Albert Einstein s’est illustré en déclarant que, contrairement à la mécanique quantique, Dieu ne joue pas aux dés. Il a fait valoir que, si la mécanique quantique était incontestablement puissante, elle était dans une certaine mesure incomplète.
En 1927, Bohr et Einstein entamèrent un débat animé. Einstein fut rejoint dans son désaccord par le physicien autrichien Erwin Schrödinger, qui formula le paradoxe du « chat de Schrödinger » pour mettre en évidence les implications apparemment absurdes de la mécanique quantique. Bien qu’Einstein et Schrödinger restèrent de fervents critiques, ils n’offrirent aucune contre-interprétation de leur cru. Malgré leurs doutes, aucun consensus ne se forma sur une alternative viable à la complémentarité.
La complémentarité se heurta également aux principales idéologies politiques qui, de différentes manières, dominèrent les affaires humaines depuis le début des années 1930 jusqu’à la guerre froide qui suivit, en passant par la Seconde Guerre mondiale. Bohr et Einstein étaient tous deux d’origine juive et, pour les idéologues nazis, la complémentarité et la théorie de la relativité étaient des abstractions juives pernicieuses, en contradiction avec le programme nationaliste de la Deutsche Physik, ou « physique aryenne ». Mais les partisans de la Deutsche Physik ne parvinrent pas à obtenir le soutien des dirigeants nazis, et toute menace de l’idéologie nazie sur la complémentarité disparut avec la fin de la guerre. Les objections des philosophes communistes soviétiques, qui soutenaient que la complémentarité était en contradiction avec la doctrine marxiste officielle du « matérialisme dialectique », furent beaucoup plus durables.
Vladimir Lénine, qui avait dirigé le parti bolchevique lors de la révolution d’Octobre 1917, était un défenseur dogmatique de la vision matérialiste du monde exposée par les philosophes allemands Karl Marx et Friedrich Engels, auteurs du Manifeste communiste, publié pour la première fois en 1848. Selon le marxisme, le monde est constitué de matière objectivement existante, en mouvement constant et soumise à des lois. Ces lois régissent différents niveaux d’existence que nous tentons de décrire par le biais de différentes disciplines scientifiques qui ne sont pas nécessairement réductibles les unes aux autres. Par exemple, la sociologie — considérée comme une science empirique — n’est pas réductible à la physique et obéit donc à ses propres lois du comportement social et économique humain.
Marx et Engels ont observé qu’un tel comportement engendre des contradictions fonctionnelles au sein d’une société organisée. Pour survivre, les gens se soumettent à des relations d’exploitation avec les moyens de production économique et ceux qui les possèdent. Des classes distinctes apparaissent : les maîtres et leurs esclaves, les seigneurs et leurs serfs, les propriétaires d’entreprises (la bourgeoisie) et leurs travailleurs à bas salaire (le prolétariat).

### Extrait de données
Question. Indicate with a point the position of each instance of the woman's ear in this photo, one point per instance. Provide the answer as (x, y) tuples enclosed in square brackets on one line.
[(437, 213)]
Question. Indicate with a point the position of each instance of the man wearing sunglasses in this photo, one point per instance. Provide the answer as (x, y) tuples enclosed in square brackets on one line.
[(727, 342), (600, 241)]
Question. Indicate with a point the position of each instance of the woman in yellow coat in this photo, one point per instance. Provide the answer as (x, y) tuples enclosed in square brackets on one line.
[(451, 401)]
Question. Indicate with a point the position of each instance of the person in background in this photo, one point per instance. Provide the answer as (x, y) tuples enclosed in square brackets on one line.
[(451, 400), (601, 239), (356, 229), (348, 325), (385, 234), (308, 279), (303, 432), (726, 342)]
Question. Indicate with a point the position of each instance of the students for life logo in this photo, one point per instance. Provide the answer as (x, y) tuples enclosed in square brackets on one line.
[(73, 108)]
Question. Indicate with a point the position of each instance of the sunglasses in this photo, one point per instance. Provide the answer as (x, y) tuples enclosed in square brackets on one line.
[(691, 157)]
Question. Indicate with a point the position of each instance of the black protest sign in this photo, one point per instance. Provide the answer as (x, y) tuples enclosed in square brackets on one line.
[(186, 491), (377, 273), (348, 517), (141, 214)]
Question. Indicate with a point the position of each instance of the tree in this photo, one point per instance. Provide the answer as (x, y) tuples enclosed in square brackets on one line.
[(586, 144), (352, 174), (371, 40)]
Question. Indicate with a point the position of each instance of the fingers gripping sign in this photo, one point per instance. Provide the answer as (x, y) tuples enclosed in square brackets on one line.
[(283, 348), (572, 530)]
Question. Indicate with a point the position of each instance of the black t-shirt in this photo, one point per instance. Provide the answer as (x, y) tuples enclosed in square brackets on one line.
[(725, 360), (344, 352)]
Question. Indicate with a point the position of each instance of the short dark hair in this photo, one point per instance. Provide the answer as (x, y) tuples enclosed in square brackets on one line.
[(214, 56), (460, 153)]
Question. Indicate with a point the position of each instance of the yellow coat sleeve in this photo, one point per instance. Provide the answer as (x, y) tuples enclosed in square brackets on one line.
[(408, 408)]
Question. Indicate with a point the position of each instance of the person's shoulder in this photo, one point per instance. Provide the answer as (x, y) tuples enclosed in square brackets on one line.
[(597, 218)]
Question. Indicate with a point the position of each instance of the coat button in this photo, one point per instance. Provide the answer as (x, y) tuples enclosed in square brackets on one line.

### Tâches à réaliser
1. Veuillez recopier le passage du texte source qui commence par « Marx et Engels » et se poursuit jusqu'à « salaire (le prolétariat). ».
2. D'après le texte source, en quelle année Bohr et Einstein ont-ils entamé un débat animé ?
3. Énumérez toutes les paires de classes distinctes citées dans le texte source.
Les items ne sont pas nécessaires pour ce travail.

### Solutions des tâches
1.
Marx et Engels ont observé qu’un tel comportement engendre des contradictions fonctionnelles au sein d’une société organisée. Pour survivre, les gens se soumettent à des relations d’exploitation avec les moyens de production économique et ceux qui les possèdent. Des classes distinctes apparaissent : les maîtres et leurs esclaves, les seigneurs et leurs serfs, les propriétaires d’entreprises (la bourgeoisie) et leurs travailleurs à bas salaire (le prolétariat).

2. En 1927.

3.
- Les maîtres et leurs esclaves
- Les seigneurs et leurs serfs
- Les propriétaires d'entreprises (la bourgeoisie) et leurs travailleurs à bas salaire (le prolétariat)